Exercise description >>
Search term "backpack": copy each line of the data containing it.

Exercise material >>

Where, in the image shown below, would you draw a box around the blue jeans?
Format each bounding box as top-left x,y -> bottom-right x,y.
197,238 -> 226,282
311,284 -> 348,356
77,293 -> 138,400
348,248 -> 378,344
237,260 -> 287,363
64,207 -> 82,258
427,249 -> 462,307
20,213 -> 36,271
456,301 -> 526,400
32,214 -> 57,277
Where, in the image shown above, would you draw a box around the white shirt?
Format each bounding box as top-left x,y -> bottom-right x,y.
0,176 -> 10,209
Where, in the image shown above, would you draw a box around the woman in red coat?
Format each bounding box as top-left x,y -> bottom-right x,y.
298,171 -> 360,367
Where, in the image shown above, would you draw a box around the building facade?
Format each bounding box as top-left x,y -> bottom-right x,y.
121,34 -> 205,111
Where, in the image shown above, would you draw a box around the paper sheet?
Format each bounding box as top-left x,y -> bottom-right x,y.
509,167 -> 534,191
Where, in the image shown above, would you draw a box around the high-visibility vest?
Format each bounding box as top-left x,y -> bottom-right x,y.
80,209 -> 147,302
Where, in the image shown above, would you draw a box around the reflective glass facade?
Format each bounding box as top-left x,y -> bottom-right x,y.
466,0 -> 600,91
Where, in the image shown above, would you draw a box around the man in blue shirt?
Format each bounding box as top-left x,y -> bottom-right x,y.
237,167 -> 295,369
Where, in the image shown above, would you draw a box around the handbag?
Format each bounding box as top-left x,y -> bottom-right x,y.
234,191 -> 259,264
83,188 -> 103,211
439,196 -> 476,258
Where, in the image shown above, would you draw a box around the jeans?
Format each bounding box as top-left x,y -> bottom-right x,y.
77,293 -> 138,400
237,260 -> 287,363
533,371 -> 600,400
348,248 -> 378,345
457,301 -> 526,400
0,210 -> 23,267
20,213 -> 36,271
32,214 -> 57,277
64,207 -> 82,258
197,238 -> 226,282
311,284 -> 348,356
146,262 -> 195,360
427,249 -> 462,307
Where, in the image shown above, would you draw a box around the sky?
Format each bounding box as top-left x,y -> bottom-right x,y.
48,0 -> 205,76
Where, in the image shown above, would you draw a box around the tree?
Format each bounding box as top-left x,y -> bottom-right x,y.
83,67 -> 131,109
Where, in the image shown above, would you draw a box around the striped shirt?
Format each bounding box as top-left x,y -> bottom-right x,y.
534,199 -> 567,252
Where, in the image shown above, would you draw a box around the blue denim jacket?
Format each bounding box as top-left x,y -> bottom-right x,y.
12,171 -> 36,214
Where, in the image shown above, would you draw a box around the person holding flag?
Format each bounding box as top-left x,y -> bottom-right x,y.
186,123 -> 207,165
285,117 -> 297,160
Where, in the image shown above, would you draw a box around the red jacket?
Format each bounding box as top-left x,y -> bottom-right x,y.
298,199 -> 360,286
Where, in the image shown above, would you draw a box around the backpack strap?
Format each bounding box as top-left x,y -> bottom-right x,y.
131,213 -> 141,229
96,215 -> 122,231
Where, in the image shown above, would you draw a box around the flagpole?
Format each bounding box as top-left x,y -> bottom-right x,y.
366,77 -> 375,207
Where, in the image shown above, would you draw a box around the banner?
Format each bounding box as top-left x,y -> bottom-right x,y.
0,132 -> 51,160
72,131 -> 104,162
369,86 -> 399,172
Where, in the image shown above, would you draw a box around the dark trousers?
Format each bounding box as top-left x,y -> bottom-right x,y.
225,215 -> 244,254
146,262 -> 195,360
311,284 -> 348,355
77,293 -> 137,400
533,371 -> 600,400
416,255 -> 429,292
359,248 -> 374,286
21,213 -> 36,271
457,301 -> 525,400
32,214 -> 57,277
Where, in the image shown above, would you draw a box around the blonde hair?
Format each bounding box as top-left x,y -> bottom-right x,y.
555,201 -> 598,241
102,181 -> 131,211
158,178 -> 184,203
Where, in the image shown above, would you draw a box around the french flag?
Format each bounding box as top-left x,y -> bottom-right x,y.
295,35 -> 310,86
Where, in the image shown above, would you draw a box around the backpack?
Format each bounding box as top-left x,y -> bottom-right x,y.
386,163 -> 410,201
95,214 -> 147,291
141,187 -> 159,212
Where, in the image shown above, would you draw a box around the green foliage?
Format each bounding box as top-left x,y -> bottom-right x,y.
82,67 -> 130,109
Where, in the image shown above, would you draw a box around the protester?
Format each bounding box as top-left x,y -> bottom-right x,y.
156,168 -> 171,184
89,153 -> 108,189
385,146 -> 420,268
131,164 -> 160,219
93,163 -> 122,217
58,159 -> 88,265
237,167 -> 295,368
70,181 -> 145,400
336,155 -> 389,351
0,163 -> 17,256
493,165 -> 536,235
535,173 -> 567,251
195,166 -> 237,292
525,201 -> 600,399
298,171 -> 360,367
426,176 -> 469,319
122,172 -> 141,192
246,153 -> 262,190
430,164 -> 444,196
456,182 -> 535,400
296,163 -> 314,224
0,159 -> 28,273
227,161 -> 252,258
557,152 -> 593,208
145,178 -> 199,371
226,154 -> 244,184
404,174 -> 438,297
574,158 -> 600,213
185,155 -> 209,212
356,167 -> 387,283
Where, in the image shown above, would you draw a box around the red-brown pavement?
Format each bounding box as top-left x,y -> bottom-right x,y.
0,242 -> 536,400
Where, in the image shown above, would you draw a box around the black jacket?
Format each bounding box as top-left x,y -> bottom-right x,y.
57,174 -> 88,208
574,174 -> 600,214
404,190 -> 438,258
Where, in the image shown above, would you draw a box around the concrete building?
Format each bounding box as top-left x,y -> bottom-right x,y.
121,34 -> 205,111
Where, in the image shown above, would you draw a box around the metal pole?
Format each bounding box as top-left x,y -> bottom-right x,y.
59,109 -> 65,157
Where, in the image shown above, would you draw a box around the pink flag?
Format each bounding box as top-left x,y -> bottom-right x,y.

Answer for this exercise >>
Where, in the image shown above, would you draw a box around the backpack strap?
Where, in the image shown above, would you draw a box around the backpack?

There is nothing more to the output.